▸ What the exercise asks
Output every record below exactly.

---------- Exercise input

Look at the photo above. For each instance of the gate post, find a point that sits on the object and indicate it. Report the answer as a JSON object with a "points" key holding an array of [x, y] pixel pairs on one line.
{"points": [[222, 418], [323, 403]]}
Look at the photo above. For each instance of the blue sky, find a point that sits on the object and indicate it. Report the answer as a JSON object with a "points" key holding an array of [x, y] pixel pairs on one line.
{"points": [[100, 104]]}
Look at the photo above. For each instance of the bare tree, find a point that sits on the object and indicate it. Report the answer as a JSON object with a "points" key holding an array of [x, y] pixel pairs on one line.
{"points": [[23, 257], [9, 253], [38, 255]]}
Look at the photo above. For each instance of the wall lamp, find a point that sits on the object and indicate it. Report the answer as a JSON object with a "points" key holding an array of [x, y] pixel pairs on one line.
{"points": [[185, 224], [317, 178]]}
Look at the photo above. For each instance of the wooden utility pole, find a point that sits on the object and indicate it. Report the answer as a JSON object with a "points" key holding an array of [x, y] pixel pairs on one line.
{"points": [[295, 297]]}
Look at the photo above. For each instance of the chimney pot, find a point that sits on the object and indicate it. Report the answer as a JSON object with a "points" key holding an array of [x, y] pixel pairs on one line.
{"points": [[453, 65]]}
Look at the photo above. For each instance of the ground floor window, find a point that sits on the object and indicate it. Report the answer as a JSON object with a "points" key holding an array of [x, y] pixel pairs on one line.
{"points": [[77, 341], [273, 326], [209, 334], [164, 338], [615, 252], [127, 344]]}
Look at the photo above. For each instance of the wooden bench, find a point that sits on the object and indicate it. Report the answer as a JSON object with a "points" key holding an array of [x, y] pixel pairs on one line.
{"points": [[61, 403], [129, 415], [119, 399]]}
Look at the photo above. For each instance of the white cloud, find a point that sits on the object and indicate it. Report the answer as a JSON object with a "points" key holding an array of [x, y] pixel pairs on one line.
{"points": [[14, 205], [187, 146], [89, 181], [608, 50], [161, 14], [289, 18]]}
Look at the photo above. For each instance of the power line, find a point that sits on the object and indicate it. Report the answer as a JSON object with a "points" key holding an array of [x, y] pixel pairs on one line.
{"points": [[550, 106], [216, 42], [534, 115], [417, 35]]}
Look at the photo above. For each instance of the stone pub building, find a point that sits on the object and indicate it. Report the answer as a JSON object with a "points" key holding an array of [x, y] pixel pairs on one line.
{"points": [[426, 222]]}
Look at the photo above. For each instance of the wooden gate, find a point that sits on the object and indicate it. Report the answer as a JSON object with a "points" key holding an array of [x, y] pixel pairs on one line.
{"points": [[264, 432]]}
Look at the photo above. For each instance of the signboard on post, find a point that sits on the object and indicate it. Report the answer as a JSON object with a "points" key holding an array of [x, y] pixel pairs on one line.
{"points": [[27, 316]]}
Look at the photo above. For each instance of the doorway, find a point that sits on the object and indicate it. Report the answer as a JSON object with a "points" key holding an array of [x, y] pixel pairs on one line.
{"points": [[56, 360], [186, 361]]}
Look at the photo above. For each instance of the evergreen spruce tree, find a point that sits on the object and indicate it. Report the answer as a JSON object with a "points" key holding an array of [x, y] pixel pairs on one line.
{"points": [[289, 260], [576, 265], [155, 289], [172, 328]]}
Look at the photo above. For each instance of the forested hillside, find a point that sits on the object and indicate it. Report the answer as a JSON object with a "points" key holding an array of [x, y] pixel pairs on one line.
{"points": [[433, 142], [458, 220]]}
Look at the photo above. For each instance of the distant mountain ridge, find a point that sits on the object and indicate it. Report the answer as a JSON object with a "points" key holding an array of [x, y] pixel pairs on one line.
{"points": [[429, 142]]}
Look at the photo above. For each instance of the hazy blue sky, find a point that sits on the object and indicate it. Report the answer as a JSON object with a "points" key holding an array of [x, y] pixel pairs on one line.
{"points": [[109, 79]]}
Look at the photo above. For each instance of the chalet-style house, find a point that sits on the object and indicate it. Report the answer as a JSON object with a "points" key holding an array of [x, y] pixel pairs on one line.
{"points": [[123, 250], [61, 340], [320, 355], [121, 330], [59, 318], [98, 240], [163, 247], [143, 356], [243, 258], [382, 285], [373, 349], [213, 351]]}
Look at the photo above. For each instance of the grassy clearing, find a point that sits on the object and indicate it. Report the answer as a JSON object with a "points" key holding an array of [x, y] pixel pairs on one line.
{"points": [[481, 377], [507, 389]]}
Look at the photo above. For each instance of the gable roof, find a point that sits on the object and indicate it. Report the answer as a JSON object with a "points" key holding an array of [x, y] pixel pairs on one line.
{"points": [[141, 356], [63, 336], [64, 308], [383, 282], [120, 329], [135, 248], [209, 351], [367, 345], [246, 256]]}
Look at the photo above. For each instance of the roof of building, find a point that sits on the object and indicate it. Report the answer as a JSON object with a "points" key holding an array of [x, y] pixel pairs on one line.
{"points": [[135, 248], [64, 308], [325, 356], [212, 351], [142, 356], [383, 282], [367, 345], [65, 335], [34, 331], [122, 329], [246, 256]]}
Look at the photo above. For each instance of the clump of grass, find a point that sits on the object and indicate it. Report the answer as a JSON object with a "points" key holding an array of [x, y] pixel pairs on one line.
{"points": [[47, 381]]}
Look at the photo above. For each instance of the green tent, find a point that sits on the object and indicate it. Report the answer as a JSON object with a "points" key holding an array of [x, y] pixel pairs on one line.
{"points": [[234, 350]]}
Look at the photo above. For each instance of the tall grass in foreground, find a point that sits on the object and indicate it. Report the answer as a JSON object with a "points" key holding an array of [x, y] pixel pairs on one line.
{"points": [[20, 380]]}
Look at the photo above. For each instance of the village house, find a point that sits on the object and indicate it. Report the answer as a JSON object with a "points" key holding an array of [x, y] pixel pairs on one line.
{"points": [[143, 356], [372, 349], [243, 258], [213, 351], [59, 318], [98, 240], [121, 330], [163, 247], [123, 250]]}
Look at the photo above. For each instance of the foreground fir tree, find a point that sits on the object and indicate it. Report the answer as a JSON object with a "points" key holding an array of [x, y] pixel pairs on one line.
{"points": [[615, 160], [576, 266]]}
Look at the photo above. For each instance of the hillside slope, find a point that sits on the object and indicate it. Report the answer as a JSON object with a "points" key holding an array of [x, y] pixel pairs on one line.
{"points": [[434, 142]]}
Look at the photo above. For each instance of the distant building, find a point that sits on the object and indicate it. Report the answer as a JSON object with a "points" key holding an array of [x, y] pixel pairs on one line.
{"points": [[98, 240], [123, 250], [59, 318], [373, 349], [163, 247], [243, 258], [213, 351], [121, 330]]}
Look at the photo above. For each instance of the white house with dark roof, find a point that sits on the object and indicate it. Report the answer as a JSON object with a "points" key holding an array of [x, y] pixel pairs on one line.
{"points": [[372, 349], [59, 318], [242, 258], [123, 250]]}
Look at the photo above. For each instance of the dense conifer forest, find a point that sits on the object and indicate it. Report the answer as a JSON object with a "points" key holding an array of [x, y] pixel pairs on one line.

--------------------

▸ Reply
Look at the photo above. For each instance of the gate post, find a point that sits on the object and indicate it. Report the answer as a JSON object with a "points" key holding an array of [x, y] pixel pairs on one line.
{"points": [[222, 418], [323, 403]]}
Look at the photo above. For each instance of the blue sky, find a point that sits on the object and indicate it. Report the answer as a JSON object with a "points" key holding an array of [x, y] pixel pairs on one line.
{"points": [[100, 104]]}
Look at the photo above. For each instance of the bare tree, find a point that sits on the object and indicate it. Report the answer as a JSON object with a "points" key holding an array of [x, y] pixel pairs on one line.
{"points": [[23, 257], [9, 253], [38, 255]]}
Look at the photo above. For each instance of the wall lamp, find a point that sits on the object and indicate it. Report the answer as a JSON object with a "points" key holding an array of [x, y] pixel pairs on one line.
{"points": [[185, 224], [317, 178]]}
Look at the photo above. For each instance of the wooden utility pole, find a point that sits on the object and indicate it. Report the answer as a JSON object with a "points" key holding an array of [x, y] pixel pairs on one line.
{"points": [[295, 297]]}
Look at the photo above. For each instance of the chimney pot, find a point that sits on the object and indicate it. Report the answer as a JSON object with a "points" key holding an array of [x, y] pixel pairs on one line.
{"points": [[453, 65]]}
Look at the photo above. For each instance of the ground floor window, find a point that sits on the object and indicate it. Report the answer as a JSON object with a "points" key holding an array of [x, y] pixel pairs on one line.
{"points": [[77, 341], [273, 326], [209, 334], [164, 338], [615, 252], [127, 344]]}
Look at the photo above. For each instance of the wooden bench, find a point that sits on the object and indicate it. Report the answer as a JSON object with a "points" key holding an array of [x, y] pixel pairs on one line.
{"points": [[61, 403], [129, 415], [119, 399]]}
Look at the photo above. For each instance of the white cloud, find a point that sits on the object and indicate it. Report the answer as a JSON object with a "points" key holding an array of [x, y] pixel pairs on one line.
{"points": [[14, 205], [187, 146], [89, 181], [608, 50], [161, 14], [289, 18]]}
Look at the photo above. For each instance of the power line, find a point that sits on the object and indicate it. Report the answer as a JSON object with a "points" key holding an array of [x, y] pixel pairs on one line.
{"points": [[550, 106], [216, 42], [534, 115], [417, 35]]}
Look at the photo above. For each instance of the stone pub building, find a point that sits on the object and indicate it. Report the answer as a JSON object with a "points" key holding an array of [x, y] pixel pairs on one line.
{"points": [[426, 222]]}
Look at the photo above. For each instance of the wooden gate, find a point that sits on the object and indicate it. Report the answer as a JSON object with a "points" key holding an array of [x, y] pixel pairs on one line.
{"points": [[264, 432]]}
Look at the photo above. For each instance of the signboard on post, find a point that sits on the object and indicate it. Report the answer as a JSON object with a "points" key holding an array of [x, y] pixel pairs on one line.
{"points": [[27, 316]]}
Look at the photo above. For each instance of the doorway, find a point that sits on the object and indicate it. Report the answer as a JSON object with a "points" key holding an array of [x, y] pixel pairs on one line.
{"points": [[56, 360], [186, 361]]}
Look at the photo above. For each instance of the evergreen spruce tree, find a point that sits on the object and indicate it. Report the answer as a JSON object with a "points" key holding an array of [x, y] pixel pairs on one line.
{"points": [[289, 260], [576, 265], [155, 289], [172, 328]]}
Look at the photo above. For each instance of the forested hillside, find a point that sits on the object and indicate it. Report the answer as a JSON object with a "points" key holding an array of [x, y] pixel pairs on one line.
{"points": [[433, 142], [458, 220]]}
Look at the photo above. For each instance of the distant mountain ridge, find a point that sits on the object and indicate it. Report the answer as a JSON object with a "points" key holding an array of [x, y] pixel pairs on one line.
{"points": [[429, 142]]}
Look at the photo above. For each instance of the hazy blue sky, find a point that sits on the object and indicate it. Report the answer as a JSON object with a "points" key holding an array of [x, y] pixel pairs on one line.
{"points": [[109, 79]]}
Look at the photo above. For each instance of the chalet-style house, find a point that sits on the object and indicate it. Report the answer as a JSON object with a "points" key holding an array of [x, y] pixel pairs on one line.
{"points": [[123, 250], [61, 340], [320, 355], [121, 330], [59, 318], [98, 240], [163, 247], [143, 356], [243, 258], [382, 285], [373, 349], [213, 351]]}
Look at the photo above. For each instance of the grassy clearing, find a point that sits on the object and indicate it. Report the answer as a JSON object with a "points" key holding an array of [x, y] pixel pairs on one line.
{"points": [[481, 377], [507, 389]]}
Look at the photo above. For each instance of the gable roof, find a point that sits on the object and indicate it. Report the answer as a JSON object with a "points" key holding an array of [x, y] pixel pairs on one line.
{"points": [[141, 356], [63, 336], [64, 308], [383, 282], [120, 329], [135, 248], [209, 351], [367, 345], [246, 256]]}
Look at the photo above. For each instance of the roof of building, find a point that sits on the object and indicate it. Report the answer as a JSON object with a "points" key holding an array of [x, y] pixel pairs on one line.
{"points": [[135, 248], [64, 308], [325, 356], [212, 351], [142, 356], [383, 282], [367, 345], [65, 335], [34, 331], [122, 329], [246, 256]]}
Look at the photo above. For each instance of the clump of grass, find a point that sits on the object and indicate it. Report the answer as a JSON object with a "points" key holding an array of [x, y] pixel pairs on one line.
{"points": [[47, 381]]}
Look at the photo above. For each instance of the green tent, find a point that sits on the object and indicate it. Report the answer as a JSON object with a "points" key holding an array of [x, y] pixel pairs on one line.
{"points": [[234, 350]]}
Look at the photo above. For each instance of the tall grass in foreground, find a point that sits on the object and indicate it. Report the answer as a JSON object with a "points" key holding an array of [x, y] pixel pairs on one line.
{"points": [[20, 380]]}
Look at the photo above. For each instance of the village house, find a point that sits on the object and indicate it. Report the answer as a JSON object with a "points" key holding an array of [x, y] pixel pairs on one line.
{"points": [[143, 356], [372, 349], [243, 258], [213, 351], [59, 318], [98, 240], [121, 330], [163, 247], [123, 250]]}
Look at the photo above. For each instance of the foreground fir tree, find a point that sits on the object and indicate it. Report the answer as a JSON object with a "points" key holding an array of [x, y] pixel pairs on one line.
{"points": [[615, 160], [576, 266]]}
Look at the photo above. For each instance of the hillside slope, find a point that sits on the object and indicate it. Report the answer as a JSON object with a "points" key holding an array of [x, y] pixel pairs on one line.
{"points": [[434, 142]]}
Look at the photo above. For each instance of the distant building, find a point that sits on the object and indicate it. Report the answer as a JSON object with a "points" key holding an array of [x, y] pixel pairs on one line.
{"points": [[98, 240], [123, 250], [59, 318], [373, 349], [163, 247], [243, 258], [213, 351], [121, 330]]}
Look at the photo above. For each instance of the white house with dark roof, find a point that sits on the object and indicate it. Report the answer as a JSON object with a "points" key holding an array of [x, y] pixel pairs on one line.
{"points": [[372, 349], [59, 318], [242, 258], [123, 250]]}
Look at the photo above. For each instance of the dense conifer forest, find a point that sits on the object and indicate it. Report the answer as a JSON object with a "points" key holding an array of [x, y] pixel pairs on one line.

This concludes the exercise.